* [Written task]:
Collect every line of the records below that contains the word "masonry" and copy each one out in full.

+++ Given data

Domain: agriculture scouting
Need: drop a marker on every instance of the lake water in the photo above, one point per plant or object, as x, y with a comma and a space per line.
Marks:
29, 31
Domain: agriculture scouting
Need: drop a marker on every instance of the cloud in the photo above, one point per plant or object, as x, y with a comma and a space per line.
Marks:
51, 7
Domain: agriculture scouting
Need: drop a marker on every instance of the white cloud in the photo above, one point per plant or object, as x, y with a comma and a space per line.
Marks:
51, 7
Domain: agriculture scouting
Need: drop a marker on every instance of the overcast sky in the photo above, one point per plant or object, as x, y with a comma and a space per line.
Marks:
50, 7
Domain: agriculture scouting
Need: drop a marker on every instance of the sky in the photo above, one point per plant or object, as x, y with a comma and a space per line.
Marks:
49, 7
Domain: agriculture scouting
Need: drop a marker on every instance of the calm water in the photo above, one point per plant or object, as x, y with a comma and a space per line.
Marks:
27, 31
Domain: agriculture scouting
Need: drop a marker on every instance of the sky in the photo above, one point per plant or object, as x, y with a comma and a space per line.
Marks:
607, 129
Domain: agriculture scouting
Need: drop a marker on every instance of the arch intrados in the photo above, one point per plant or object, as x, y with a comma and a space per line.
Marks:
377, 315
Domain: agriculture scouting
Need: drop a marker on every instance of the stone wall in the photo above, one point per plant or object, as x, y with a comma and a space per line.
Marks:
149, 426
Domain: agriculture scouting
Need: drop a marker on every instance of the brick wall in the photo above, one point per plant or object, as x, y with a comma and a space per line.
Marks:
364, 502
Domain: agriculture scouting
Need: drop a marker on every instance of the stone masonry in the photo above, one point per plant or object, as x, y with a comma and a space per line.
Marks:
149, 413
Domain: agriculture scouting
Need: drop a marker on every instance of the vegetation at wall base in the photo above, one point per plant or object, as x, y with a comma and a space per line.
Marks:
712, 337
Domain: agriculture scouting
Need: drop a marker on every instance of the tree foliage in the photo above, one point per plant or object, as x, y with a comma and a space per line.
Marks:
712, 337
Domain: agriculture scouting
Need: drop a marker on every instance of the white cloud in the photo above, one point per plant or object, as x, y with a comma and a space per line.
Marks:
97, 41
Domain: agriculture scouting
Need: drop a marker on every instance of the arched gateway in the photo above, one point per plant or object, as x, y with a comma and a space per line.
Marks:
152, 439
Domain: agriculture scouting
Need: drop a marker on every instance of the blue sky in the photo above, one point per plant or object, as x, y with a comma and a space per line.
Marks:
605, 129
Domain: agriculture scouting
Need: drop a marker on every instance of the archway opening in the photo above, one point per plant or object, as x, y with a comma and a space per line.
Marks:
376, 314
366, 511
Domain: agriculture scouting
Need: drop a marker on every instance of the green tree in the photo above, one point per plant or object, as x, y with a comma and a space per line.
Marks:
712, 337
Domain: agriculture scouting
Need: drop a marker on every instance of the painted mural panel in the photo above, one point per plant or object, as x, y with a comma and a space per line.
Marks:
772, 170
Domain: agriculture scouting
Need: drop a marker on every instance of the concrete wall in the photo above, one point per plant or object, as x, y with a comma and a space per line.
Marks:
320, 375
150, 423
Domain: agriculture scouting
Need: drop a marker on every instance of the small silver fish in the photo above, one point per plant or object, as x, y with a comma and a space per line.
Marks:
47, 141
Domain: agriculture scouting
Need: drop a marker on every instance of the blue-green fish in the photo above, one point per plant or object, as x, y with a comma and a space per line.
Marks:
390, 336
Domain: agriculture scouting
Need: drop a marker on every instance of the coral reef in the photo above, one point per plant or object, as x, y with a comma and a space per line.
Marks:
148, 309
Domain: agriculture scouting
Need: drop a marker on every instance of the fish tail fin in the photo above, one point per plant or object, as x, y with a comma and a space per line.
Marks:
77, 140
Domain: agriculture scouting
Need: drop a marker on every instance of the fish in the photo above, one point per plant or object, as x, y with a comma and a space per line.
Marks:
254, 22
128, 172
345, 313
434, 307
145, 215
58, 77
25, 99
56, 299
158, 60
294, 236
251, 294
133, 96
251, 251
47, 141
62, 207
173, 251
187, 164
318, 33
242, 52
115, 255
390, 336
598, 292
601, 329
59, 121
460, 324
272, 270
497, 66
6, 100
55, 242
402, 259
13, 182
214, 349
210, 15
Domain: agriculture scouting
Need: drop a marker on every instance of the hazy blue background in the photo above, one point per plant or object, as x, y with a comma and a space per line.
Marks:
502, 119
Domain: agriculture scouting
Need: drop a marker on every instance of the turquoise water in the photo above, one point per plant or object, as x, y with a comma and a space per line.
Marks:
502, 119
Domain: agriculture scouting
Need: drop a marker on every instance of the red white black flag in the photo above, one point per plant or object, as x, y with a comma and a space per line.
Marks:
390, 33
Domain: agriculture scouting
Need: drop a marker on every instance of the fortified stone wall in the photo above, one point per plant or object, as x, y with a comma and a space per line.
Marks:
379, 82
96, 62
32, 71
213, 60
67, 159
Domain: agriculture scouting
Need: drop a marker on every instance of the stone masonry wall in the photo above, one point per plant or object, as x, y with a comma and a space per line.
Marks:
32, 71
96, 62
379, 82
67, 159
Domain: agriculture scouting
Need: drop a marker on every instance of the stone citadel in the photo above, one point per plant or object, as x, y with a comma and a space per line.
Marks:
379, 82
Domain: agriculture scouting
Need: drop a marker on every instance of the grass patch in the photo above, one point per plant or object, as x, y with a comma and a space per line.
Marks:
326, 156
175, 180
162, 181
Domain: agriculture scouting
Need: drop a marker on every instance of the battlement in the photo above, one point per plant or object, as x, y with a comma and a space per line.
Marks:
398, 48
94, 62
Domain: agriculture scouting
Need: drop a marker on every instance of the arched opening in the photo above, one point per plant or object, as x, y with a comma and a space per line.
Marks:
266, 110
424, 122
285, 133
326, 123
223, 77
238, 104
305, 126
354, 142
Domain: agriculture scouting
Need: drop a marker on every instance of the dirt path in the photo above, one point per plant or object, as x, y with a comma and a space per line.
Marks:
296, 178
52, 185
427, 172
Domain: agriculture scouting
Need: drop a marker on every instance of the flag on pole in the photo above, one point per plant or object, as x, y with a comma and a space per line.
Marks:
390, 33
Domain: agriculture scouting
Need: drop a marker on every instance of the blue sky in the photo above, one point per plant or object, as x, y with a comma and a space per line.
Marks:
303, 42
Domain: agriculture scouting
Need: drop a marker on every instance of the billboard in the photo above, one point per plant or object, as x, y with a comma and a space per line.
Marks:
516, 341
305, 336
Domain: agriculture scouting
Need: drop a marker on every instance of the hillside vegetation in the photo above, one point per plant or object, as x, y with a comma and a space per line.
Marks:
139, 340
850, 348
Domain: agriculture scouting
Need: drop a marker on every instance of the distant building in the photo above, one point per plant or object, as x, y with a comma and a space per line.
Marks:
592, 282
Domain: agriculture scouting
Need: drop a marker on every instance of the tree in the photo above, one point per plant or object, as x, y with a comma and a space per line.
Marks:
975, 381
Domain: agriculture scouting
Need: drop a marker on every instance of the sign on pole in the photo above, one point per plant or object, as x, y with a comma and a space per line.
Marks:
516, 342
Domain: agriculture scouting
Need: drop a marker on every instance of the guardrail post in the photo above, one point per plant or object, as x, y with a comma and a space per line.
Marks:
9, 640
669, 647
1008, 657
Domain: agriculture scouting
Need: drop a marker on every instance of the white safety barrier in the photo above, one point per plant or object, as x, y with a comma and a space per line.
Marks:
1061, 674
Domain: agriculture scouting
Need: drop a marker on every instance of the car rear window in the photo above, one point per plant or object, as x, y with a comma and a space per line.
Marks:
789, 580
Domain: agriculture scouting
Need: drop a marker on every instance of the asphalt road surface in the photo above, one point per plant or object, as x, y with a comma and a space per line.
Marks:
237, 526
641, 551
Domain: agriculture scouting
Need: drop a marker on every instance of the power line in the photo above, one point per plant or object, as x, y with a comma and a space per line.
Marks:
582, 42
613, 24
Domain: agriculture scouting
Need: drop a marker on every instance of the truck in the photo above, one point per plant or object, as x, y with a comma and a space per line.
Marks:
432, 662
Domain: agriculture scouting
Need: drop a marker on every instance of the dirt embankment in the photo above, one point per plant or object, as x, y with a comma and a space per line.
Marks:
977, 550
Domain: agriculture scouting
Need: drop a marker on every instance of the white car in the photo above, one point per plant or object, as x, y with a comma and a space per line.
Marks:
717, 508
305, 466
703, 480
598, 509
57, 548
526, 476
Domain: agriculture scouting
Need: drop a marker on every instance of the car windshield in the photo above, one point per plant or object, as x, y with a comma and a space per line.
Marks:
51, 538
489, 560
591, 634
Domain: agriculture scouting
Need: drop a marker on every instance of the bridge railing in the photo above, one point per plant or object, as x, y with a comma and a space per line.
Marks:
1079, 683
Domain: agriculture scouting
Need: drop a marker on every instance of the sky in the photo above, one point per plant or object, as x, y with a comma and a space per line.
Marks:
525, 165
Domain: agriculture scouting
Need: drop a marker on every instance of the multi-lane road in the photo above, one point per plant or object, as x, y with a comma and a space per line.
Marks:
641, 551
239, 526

++++++

* [Correct response]:
Need: drop a marker on every instance of the stone masonry in the photo above, one point per plant or object, as x, y with a comma and a space per line.
Need: drop a marker on every instance of the stone masonry wall in the photo above, one point per plant or object, as x, y with a comma and a space per line.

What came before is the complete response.